Requirement 1 ->
Based on the forum post about lightning below, decide whether each statement agrees with it. Answer yes or no for each, and quote the exact words that settle it.
(a) The writer did rescue work in Yosemite while in their twenties.
(b) The storm on the river to Golfito lasted about an hour.
(c) Two of the boat's crew were crying during that storm.

You see in my twenties I did some rescue work in Yosemite Park. I helped with a body carry out of two poor souls who had made the mistake of hiding from a high altitude electrical storm in a cave. Bad move...I can't blame them...I have wittnesed many of the same type of storm in my mountaineering days and they are hairraising..literaly.
I swore, after seeing that absolutely horrific scene that I would not let that happen to me. Easier said than achieved.
Later in my life I was on a boat up the tropical river that takes you to the town of Golfito, Costa Rica. We were beseiged by an electrical storm for around 20 minutes the likes of which I have never seen or heard of since. Hits only seconds apart and many within 100s of yards.Two of the guys on the crew were sobbing. Now I have spent time in Florida in the summer and seen the terror that is put upon those poor seafarers, but this baby was insane. "That's it" I said I have to figure out how to protect myself. Well, again, easier said than achieved.
Since that day I have tried to get a handle on this stuff but to no real satisfaction. Yeah I've read the stuff that NOAA, NASA, U of M, U of O, UCB, Cal Tech etc. etc. has written on it but it is till unclear to me how to protect ones self. And this is embarrassing because it is one of things that is part of my job. When installing systems on boats I am asked continually what we should do to protect the boat and its occupants. I am tempted to shrug my shoulders but I have to give them some confidence and tell them that we will do the best based on what IS known about it. And that is all that I can do. So if any of you have some solid info based on real science from a real lab I'd love to hear about it. Cause I am confused.

Requirement 2 -> Reproduce the entries from their start through the line holding "xmin=294 ymin=217 xmax=481 ymax=252", inclusive, leaving out the pictures.

Record excerpts ->
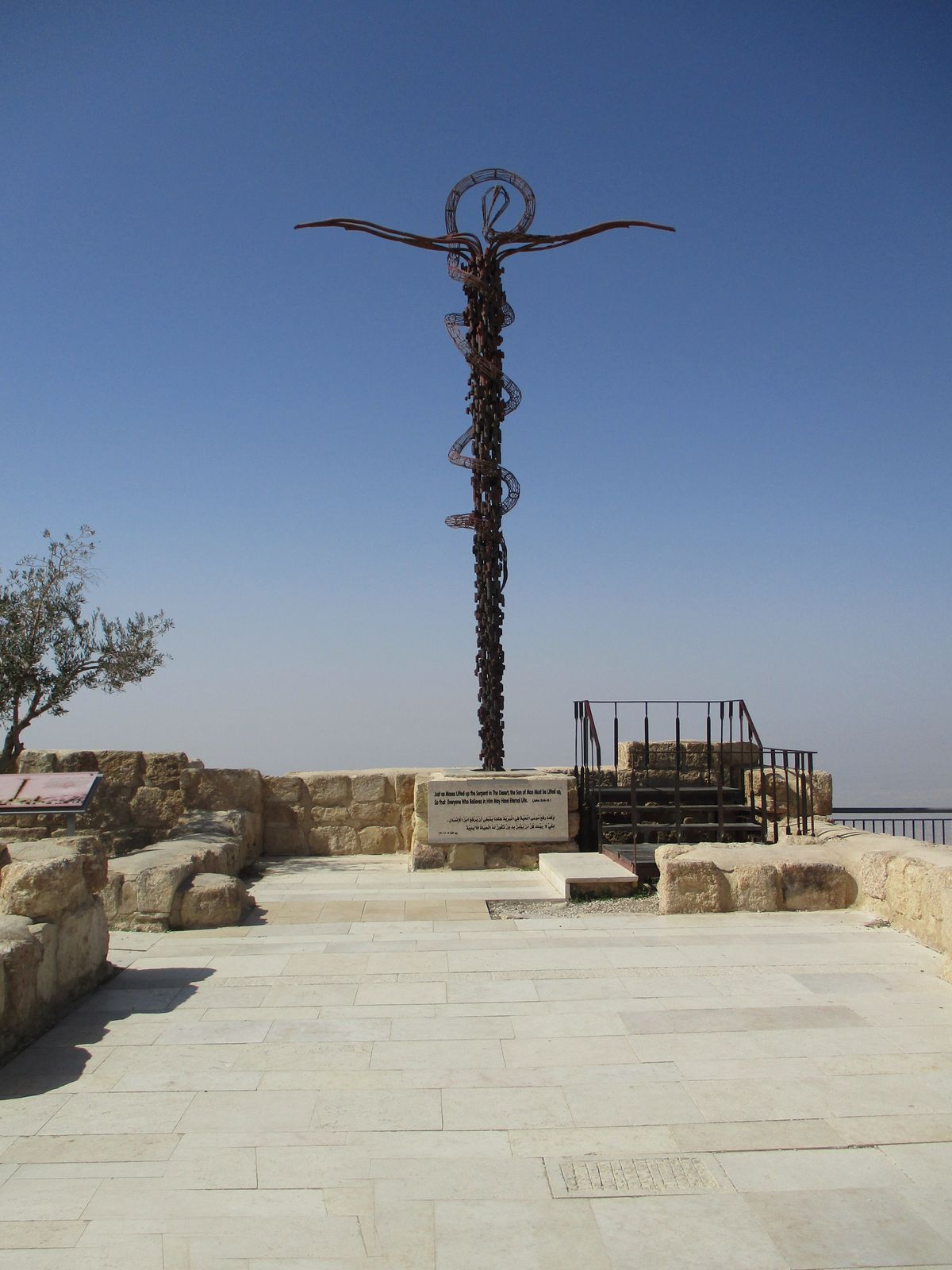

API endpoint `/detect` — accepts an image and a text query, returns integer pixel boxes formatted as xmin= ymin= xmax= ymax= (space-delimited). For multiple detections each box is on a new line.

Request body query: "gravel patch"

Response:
xmin=486 ymin=891 xmax=658 ymax=922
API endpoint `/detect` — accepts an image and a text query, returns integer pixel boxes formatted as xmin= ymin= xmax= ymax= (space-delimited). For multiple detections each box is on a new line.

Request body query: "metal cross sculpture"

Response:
xmin=294 ymin=167 xmax=671 ymax=771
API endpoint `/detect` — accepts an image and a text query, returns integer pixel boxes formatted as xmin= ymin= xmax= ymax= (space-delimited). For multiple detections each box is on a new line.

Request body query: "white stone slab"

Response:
xmin=427 ymin=775 xmax=569 ymax=842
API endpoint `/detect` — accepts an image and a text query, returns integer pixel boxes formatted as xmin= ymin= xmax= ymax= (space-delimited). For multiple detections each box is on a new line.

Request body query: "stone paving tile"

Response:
xmin=0 ymin=857 xmax=952 ymax=1270
xmin=592 ymin=1195 xmax=791 ymax=1270
xmin=744 ymin=1189 xmax=952 ymax=1270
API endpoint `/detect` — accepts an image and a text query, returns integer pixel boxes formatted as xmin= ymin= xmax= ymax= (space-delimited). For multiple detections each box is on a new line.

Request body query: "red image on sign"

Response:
xmin=0 ymin=772 xmax=102 ymax=811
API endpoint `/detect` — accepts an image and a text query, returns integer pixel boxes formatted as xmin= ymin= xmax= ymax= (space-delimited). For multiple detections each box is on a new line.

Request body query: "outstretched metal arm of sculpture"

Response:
xmin=499 ymin=221 xmax=675 ymax=260
xmin=294 ymin=217 xmax=481 ymax=252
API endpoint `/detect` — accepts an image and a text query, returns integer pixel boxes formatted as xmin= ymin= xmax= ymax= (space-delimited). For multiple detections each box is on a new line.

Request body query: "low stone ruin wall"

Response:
xmin=12 ymin=749 xmax=417 ymax=856
xmin=11 ymin=749 xmax=206 ymax=856
xmin=264 ymin=767 xmax=429 ymax=856
xmin=614 ymin=741 xmax=833 ymax=821
xmin=656 ymin=821 xmax=952 ymax=976
xmin=0 ymin=834 xmax=109 ymax=1056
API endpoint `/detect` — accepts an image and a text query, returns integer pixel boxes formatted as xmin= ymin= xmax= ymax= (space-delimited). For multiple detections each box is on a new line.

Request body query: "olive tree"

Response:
xmin=0 ymin=525 xmax=171 ymax=772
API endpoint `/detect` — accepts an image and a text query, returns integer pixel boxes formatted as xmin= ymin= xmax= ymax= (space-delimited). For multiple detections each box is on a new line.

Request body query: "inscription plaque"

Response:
xmin=427 ymin=776 xmax=569 ymax=842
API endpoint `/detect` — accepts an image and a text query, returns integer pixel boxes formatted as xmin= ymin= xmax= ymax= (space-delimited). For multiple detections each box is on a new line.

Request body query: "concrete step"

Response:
xmin=538 ymin=851 xmax=639 ymax=899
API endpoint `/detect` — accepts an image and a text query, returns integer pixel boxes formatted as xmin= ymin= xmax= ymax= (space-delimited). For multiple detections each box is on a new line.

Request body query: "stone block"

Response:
xmin=414 ymin=776 xmax=430 ymax=821
xmin=83 ymin=781 xmax=136 ymax=829
xmin=658 ymin=851 xmax=731 ymax=913
xmin=170 ymin=872 xmax=250 ymax=931
xmin=264 ymin=776 xmax=311 ymax=806
xmin=447 ymin=842 xmax=486 ymax=868
xmin=142 ymin=751 xmax=190 ymax=790
xmin=307 ymin=824 xmax=360 ymax=856
xmin=397 ymin=805 xmax=416 ymax=851
xmin=56 ymin=749 xmax=99 ymax=772
xmin=17 ymin=749 xmax=57 ymax=776
xmin=171 ymin=811 xmax=264 ymax=862
xmin=94 ymin=749 xmax=144 ymax=789
xmin=0 ymin=917 xmax=43 ymax=1036
xmin=29 ymin=922 xmax=60 ymax=1006
xmin=121 ymin=841 xmax=198 ymax=921
xmin=311 ymin=802 xmax=351 ymax=828
xmin=393 ymin=772 xmax=416 ymax=806
xmin=294 ymin=772 xmax=351 ymax=806
xmin=0 ymin=840 xmax=89 ymax=922
xmin=781 ymin=861 xmax=857 ymax=910
xmin=357 ymin=824 xmax=400 ymax=856
xmin=182 ymin=767 xmax=264 ymax=811
xmin=73 ymin=833 xmax=109 ymax=895
xmin=264 ymin=802 xmax=311 ymax=856
xmin=351 ymin=772 xmax=395 ymax=802
xmin=726 ymin=864 xmax=783 ymax=913
xmin=351 ymin=802 xmax=400 ymax=829
xmin=859 ymin=851 xmax=892 ymax=899
xmin=264 ymin=823 xmax=309 ymax=856
xmin=97 ymin=824 xmax=157 ymax=859
xmin=129 ymin=785 xmax=186 ymax=829
xmin=56 ymin=899 xmax=109 ymax=997
xmin=410 ymin=841 xmax=447 ymax=868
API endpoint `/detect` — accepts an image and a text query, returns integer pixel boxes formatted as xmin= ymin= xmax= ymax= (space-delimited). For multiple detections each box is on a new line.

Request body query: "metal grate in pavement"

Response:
xmin=546 ymin=1154 xmax=734 ymax=1199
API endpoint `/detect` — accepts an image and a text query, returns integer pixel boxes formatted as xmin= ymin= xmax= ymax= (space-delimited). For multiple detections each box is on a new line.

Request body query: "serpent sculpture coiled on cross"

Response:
xmin=294 ymin=167 xmax=671 ymax=771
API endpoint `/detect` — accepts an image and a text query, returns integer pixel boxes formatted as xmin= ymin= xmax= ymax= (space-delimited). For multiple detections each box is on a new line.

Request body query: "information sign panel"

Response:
xmin=0 ymin=772 xmax=102 ymax=814
xmin=428 ymin=776 xmax=569 ymax=842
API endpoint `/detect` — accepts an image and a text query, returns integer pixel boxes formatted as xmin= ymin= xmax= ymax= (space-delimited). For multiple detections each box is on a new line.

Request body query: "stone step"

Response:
xmin=538 ymin=851 xmax=639 ymax=899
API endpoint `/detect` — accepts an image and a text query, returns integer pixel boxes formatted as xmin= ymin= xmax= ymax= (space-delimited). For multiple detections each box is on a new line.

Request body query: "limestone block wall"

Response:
xmin=0 ymin=827 xmax=109 ymax=1056
xmin=264 ymin=767 xmax=419 ymax=856
xmin=410 ymin=767 xmax=579 ymax=868
xmin=618 ymin=741 xmax=833 ymax=821
xmin=103 ymin=807 xmax=262 ymax=931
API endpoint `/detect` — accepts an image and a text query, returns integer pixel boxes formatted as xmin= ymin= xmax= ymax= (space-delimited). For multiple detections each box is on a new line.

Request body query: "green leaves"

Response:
xmin=0 ymin=525 xmax=173 ymax=772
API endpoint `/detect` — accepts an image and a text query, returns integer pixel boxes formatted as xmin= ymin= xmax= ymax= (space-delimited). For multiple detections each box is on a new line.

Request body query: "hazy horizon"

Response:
xmin=0 ymin=0 xmax=952 ymax=805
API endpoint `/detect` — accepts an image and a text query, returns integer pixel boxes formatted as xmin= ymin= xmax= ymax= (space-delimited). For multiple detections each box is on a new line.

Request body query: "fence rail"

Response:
xmin=830 ymin=806 xmax=952 ymax=847
xmin=574 ymin=697 xmax=815 ymax=849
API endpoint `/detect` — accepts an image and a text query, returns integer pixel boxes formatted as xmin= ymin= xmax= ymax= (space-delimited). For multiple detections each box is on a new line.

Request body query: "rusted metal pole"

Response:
xmin=294 ymin=167 xmax=670 ymax=771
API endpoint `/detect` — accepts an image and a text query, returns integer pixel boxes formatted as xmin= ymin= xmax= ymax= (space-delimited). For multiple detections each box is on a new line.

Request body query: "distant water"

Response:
xmin=831 ymin=806 xmax=952 ymax=846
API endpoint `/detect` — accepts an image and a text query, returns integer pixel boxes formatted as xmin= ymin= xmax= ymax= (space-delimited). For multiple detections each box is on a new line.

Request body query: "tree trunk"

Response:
xmin=0 ymin=728 xmax=24 ymax=776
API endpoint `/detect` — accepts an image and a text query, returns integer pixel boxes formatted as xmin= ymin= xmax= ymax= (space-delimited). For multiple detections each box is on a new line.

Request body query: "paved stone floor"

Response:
xmin=0 ymin=860 xmax=952 ymax=1270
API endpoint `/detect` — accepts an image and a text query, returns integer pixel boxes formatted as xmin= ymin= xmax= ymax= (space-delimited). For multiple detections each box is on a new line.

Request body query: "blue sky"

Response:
xmin=0 ymin=0 xmax=952 ymax=805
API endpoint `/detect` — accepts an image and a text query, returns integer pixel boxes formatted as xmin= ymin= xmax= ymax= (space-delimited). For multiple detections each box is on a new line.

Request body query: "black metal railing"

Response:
xmin=829 ymin=806 xmax=952 ymax=847
xmin=575 ymin=697 xmax=815 ymax=851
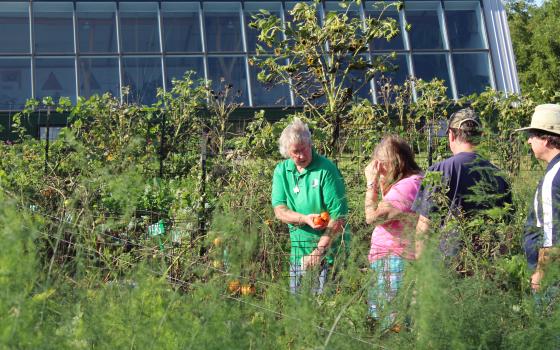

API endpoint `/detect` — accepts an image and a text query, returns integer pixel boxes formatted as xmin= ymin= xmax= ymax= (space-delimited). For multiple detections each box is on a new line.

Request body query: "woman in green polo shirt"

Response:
xmin=272 ymin=118 xmax=350 ymax=293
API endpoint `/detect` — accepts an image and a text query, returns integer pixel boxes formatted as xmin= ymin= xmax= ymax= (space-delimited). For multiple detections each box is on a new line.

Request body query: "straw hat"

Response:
xmin=515 ymin=104 xmax=560 ymax=135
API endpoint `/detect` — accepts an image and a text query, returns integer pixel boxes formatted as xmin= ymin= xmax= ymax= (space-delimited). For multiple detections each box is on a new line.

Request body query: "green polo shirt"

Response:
xmin=272 ymin=150 xmax=350 ymax=264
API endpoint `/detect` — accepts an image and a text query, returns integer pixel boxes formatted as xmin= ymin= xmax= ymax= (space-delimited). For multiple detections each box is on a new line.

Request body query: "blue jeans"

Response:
xmin=290 ymin=263 xmax=329 ymax=294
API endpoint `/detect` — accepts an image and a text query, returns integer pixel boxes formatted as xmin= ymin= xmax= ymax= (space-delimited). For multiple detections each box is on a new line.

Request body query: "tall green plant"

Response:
xmin=251 ymin=0 xmax=399 ymax=156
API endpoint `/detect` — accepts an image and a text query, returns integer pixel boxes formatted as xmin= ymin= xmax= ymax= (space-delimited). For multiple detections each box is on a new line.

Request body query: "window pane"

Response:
xmin=405 ymin=2 xmax=443 ymax=49
xmin=249 ymin=61 xmax=291 ymax=106
xmin=33 ymin=2 xmax=74 ymax=53
xmin=245 ymin=3 xmax=282 ymax=52
xmin=78 ymin=57 xmax=120 ymax=97
xmin=374 ymin=55 xmax=410 ymax=103
xmin=375 ymin=55 xmax=410 ymax=90
xmin=76 ymin=2 xmax=117 ymax=53
xmin=0 ymin=58 xmax=31 ymax=109
xmin=122 ymin=57 xmax=162 ymax=105
xmin=165 ymin=57 xmax=204 ymax=91
xmin=39 ymin=126 xmax=63 ymax=141
xmin=0 ymin=2 xmax=30 ymax=53
xmin=453 ymin=53 xmax=491 ymax=96
xmin=366 ymin=11 xmax=404 ymax=52
xmin=325 ymin=1 xmax=360 ymax=19
xmin=340 ymin=56 xmax=371 ymax=100
xmin=445 ymin=2 xmax=485 ymax=49
xmin=35 ymin=58 xmax=76 ymax=102
xmin=119 ymin=2 xmax=160 ymax=52
xmin=161 ymin=2 xmax=202 ymax=52
xmin=208 ymin=57 xmax=249 ymax=106
xmin=204 ymin=3 xmax=243 ymax=52
xmin=412 ymin=54 xmax=453 ymax=97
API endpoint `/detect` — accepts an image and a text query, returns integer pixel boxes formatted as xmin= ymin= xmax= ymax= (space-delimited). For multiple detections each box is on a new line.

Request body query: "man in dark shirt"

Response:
xmin=517 ymin=104 xmax=560 ymax=291
xmin=412 ymin=108 xmax=511 ymax=258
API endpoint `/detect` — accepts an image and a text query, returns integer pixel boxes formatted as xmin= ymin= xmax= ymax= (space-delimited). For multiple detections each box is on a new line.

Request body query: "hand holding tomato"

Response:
xmin=306 ymin=212 xmax=330 ymax=230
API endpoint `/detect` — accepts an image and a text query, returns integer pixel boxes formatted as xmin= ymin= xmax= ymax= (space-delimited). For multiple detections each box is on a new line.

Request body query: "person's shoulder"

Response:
xmin=274 ymin=159 xmax=290 ymax=173
xmin=313 ymin=153 xmax=338 ymax=172
xmin=393 ymin=174 xmax=422 ymax=193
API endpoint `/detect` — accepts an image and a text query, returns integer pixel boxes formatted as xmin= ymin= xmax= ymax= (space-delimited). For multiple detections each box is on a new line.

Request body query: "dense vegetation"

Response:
xmin=506 ymin=0 xmax=560 ymax=101
xmin=0 ymin=1 xmax=560 ymax=349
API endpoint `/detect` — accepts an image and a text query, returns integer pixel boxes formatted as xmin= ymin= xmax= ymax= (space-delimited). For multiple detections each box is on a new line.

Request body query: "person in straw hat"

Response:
xmin=516 ymin=104 xmax=560 ymax=291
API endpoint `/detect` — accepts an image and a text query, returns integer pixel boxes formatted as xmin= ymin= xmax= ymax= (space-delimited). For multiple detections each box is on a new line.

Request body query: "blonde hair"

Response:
xmin=278 ymin=118 xmax=311 ymax=158
xmin=372 ymin=135 xmax=422 ymax=185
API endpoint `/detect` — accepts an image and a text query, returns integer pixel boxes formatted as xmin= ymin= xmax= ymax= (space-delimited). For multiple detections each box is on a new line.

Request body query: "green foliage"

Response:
xmin=250 ymin=0 xmax=399 ymax=155
xmin=507 ymin=0 xmax=560 ymax=103
xmin=0 ymin=32 xmax=560 ymax=349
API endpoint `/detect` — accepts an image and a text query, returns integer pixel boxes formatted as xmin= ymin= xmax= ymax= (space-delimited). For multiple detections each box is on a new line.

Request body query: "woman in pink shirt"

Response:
xmin=364 ymin=136 xmax=422 ymax=331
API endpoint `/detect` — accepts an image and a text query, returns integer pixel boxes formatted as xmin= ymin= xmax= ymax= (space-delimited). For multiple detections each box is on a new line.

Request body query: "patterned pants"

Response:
xmin=368 ymin=255 xmax=404 ymax=329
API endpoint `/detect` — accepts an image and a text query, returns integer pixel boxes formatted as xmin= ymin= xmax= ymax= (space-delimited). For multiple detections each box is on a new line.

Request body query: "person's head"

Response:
xmin=278 ymin=118 xmax=312 ymax=168
xmin=516 ymin=104 xmax=560 ymax=162
xmin=447 ymin=107 xmax=482 ymax=146
xmin=372 ymin=135 xmax=421 ymax=184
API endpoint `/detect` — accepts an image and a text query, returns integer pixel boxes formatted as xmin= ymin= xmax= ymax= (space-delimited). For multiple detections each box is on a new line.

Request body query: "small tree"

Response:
xmin=250 ymin=0 xmax=401 ymax=156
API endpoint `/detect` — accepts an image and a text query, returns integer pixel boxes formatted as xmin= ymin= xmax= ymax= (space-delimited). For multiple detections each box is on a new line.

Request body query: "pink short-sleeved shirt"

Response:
xmin=368 ymin=175 xmax=422 ymax=262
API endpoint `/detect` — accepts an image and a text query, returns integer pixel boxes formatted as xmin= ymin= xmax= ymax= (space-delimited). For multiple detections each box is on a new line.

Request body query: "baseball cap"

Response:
xmin=447 ymin=107 xmax=480 ymax=131
xmin=515 ymin=103 xmax=560 ymax=135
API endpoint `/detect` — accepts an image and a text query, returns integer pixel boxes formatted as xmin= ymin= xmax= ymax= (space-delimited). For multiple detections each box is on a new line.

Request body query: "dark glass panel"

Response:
xmin=161 ymin=2 xmax=202 ymax=52
xmin=122 ymin=57 xmax=163 ymax=105
xmin=165 ymin=57 xmax=204 ymax=91
xmin=445 ymin=2 xmax=485 ymax=49
xmin=204 ymin=3 xmax=243 ymax=52
xmin=366 ymin=11 xmax=404 ymax=52
xmin=249 ymin=61 xmax=291 ymax=106
xmin=245 ymin=2 xmax=282 ymax=52
xmin=119 ymin=2 xmax=160 ymax=52
xmin=412 ymin=54 xmax=453 ymax=97
xmin=0 ymin=2 xmax=30 ymax=53
xmin=76 ymin=2 xmax=117 ymax=53
xmin=78 ymin=57 xmax=120 ymax=97
xmin=208 ymin=57 xmax=249 ymax=106
xmin=453 ymin=52 xmax=490 ymax=96
xmin=33 ymin=2 xmax=74 ymax=53
xmin=374 ymin=55 xmax=410 ymax=103
xmin=0 ymin=58 xmax=31 ymax=109
xmin=406 ymin=4 xmax=443 ymax=50
xmin=35 ymin=58 xmax=76 ymax=102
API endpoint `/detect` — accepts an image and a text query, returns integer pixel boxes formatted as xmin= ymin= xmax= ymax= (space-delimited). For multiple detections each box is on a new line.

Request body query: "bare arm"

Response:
xmin=274 ymin=205 xmax=327 ymax=230
xmin=415 ymin=215 xmax=430 ymax=259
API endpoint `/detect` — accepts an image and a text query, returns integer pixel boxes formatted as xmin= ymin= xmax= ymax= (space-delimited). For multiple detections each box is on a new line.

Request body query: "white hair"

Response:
xmin=278 ymin=118 xmax=311 ymax=158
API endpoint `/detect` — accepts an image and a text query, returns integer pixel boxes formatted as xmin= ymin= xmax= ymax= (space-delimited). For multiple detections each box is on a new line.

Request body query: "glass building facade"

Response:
xmin=0 ymin=0 xmax=519 ymax=111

Written answer 1 ->
(a) Yes: "You see in my twenties I did some rescue work in Yosemite Park."
(b) No: "We were beseiged by an electrical storm for around 20 minutes"
(c) Yes: "Two of the guys on the crew were sobbing."

Written answer 2 ->
API endpoint `/detect` — accepts an image and a text query, returns integer pixel boxes formatted as xmin= ymin= xmax= ymax= (space-delimited). For multiple detections each box is on a new line.

Request body query: "gravel patch"

Response:
xmin=486 ymin=891 xmax=658 ymax=922
API endpoint `/detect` — accepts an image and a text query, returns integer pixel boxes formatted as xmin= ymin= xmax= ymax= (space-delimited). For multiple detections each box is on a new line.

Request body query: "metal cross sculpture"

Response:
xmin=294 ymin=167 xmax=671 ymax=771
API endpoint `/detect` — accepts an image and a text query, returns integer pixel boxes formatted as xmin= ymin= xmax= ymax= (space-delimited). For multiple detections each box is on a new line.

Request body query: "white stone slab"

Response:
xmin=427 ymin=775 xmax=569 ymax=842
API endpoint `/detect` — accepts an image and a text query, returns integer pixel boxes formatted as xmin= ymin= xmax= ymax= (space-delimited). For multiple detections each box is on a new line.

Request body query: "stone paving tile"

Response:
xmin=0 ymin=857 xmax=952 ymax=1270
xmin=592 ymin=1195 xmax=791 ymax=1270
xmin=744 ymin=1189 xmax=952 ymax=1270
API endpoint `/detect` — accepts an image and a text query, returns integer pixel boxes formatted as xmin= ymin= xmax= ymax= (space-delimited). For multiple detections each box is on a new line.

Request body query: "red image on sign"

Response:
xmin=0 ymin=772 xmax=102 ymax=811
API endpoint `/detect` — accepts an image and a text query, returns integer pixel boxes formatted as xmin= ymin= xmax= ymax= (space-delimited). For multiple detections each box is on a new line.

Request body query: "outstretched metal arm of sculpture"

Response:
xmin=499 ymin=221 xmax=675 ymax=260
xmin=294 ymin=217 xmax=481 ymax=252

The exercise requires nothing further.